> _AUSGEWÄHLTER TEXT_:
Rohre so groß wie die von Geschützbatterien alles vernichtender Kriegsschiffe zielen auf schwarz gekleidete Menschen und entscheiden mit einem Knopfdruck über Hot or Not. Man könnte neidisch werden bei so professionellem Kamera-Equipment und willigen Protagonisten die sich ganz und gar der Kamera hingeben. Alle namhaften Musikmedien entsenden ihre geneigten Redakteure um mit spitzer Feder über die Bands zu schreiben die dieses Jahr so zahlreich eingeladen wurden. Aber während sich die Schreiber in argwöhnischer Selbstherrlichkeit das Unverständnis über die Darbietungen von der Seele schreiben um dann möglichst objektiv über das subjektivste der Welt schreiben – das Empfinden für Musik – überlege ich, wie man die Eindrücke möglichst eloquent verarbeiten könnte.
Die Antwort? Gar nicht. Ich versuche es überhaupt erst nicht. Ich habe schlechte Bilder gemacht und niemand ist für meine Kompaktkamera stehen geblieben. Versuche, etwas objektiv zu erfassen sind an subjektiven Emotionen klaglos gescheitert. Aber vielleicht soll es auch gar nicht anders sein. Trotzdem habe ich das Verlangen etwas von dem zu erzählen was ich erlebt habe und möchte bewusst von knallharten Fakten abweichen um das zu erfassen was das WGT vielleicht zu dem macht, was es ist.

> _DATENAUSZUG_:
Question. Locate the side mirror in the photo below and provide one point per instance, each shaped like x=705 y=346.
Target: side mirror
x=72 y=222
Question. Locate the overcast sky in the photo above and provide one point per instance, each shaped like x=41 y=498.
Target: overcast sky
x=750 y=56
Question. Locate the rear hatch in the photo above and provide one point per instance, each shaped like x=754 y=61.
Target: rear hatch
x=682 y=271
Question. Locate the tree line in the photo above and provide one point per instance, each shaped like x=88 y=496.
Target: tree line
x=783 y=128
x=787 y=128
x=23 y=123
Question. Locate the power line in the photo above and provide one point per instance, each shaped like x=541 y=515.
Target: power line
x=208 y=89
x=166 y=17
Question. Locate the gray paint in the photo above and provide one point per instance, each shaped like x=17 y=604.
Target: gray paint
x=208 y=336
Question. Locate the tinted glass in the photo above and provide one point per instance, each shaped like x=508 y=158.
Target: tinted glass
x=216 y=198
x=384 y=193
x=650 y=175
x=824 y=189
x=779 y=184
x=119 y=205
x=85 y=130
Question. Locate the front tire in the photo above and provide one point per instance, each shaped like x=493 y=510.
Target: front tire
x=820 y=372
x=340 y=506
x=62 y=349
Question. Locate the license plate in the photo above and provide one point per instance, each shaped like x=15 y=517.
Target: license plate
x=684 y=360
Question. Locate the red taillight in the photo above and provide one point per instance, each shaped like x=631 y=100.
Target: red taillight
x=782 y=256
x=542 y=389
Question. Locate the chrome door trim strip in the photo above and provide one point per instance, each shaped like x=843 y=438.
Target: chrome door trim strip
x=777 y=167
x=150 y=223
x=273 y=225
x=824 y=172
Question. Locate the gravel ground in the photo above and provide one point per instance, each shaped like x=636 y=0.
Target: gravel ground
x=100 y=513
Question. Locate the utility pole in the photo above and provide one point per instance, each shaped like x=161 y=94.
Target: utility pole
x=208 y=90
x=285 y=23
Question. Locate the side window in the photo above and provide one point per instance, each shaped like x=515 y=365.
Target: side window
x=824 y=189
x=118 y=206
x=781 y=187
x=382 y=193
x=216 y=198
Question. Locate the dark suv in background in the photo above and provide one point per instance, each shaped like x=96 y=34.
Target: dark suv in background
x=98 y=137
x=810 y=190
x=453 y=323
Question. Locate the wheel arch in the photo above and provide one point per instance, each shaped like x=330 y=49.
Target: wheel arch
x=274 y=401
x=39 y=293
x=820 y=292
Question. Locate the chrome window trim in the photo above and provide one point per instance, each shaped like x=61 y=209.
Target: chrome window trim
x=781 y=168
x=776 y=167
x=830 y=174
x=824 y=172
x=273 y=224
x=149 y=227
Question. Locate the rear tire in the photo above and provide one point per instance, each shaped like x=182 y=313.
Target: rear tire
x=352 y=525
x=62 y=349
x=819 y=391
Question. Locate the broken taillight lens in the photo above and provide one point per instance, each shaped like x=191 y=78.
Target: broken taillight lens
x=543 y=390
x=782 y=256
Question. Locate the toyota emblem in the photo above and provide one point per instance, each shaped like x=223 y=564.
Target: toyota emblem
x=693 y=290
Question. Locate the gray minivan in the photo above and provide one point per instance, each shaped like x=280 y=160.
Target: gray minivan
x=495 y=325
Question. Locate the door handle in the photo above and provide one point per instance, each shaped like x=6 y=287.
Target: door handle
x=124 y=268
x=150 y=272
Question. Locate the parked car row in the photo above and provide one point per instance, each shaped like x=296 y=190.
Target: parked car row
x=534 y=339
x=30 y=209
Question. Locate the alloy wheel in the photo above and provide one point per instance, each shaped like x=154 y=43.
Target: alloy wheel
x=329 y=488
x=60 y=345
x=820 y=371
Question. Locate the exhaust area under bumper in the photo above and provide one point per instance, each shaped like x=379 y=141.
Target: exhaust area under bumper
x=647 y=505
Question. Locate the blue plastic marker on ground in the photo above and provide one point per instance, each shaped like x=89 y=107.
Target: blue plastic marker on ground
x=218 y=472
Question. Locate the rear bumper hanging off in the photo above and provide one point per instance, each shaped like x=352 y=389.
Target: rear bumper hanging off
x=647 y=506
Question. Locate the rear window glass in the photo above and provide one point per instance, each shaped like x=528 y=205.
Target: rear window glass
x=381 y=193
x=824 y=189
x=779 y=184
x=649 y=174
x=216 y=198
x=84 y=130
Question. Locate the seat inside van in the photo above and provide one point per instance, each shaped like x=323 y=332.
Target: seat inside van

> _AUFGABE_:
Beantworten Sie anhand des Textes über das WGT diese Fragen:
(a) Wen entsenden alle namhaften Musikmedien?
(b) Mit welcher Art Kamera wurden laut dem Text die eigenen Bilder gemacht?
(c) Woran sind die Versuche gescheitert, etwas objektiv zu erfassen?
Stützen Sie sich ausschließlich auf den Text.

> _ANTWORT_:
(a) Ihre geneigten Redakteure.
(b) Mit einer Kompaktkamera.
(c) An subjektiven Emotionen.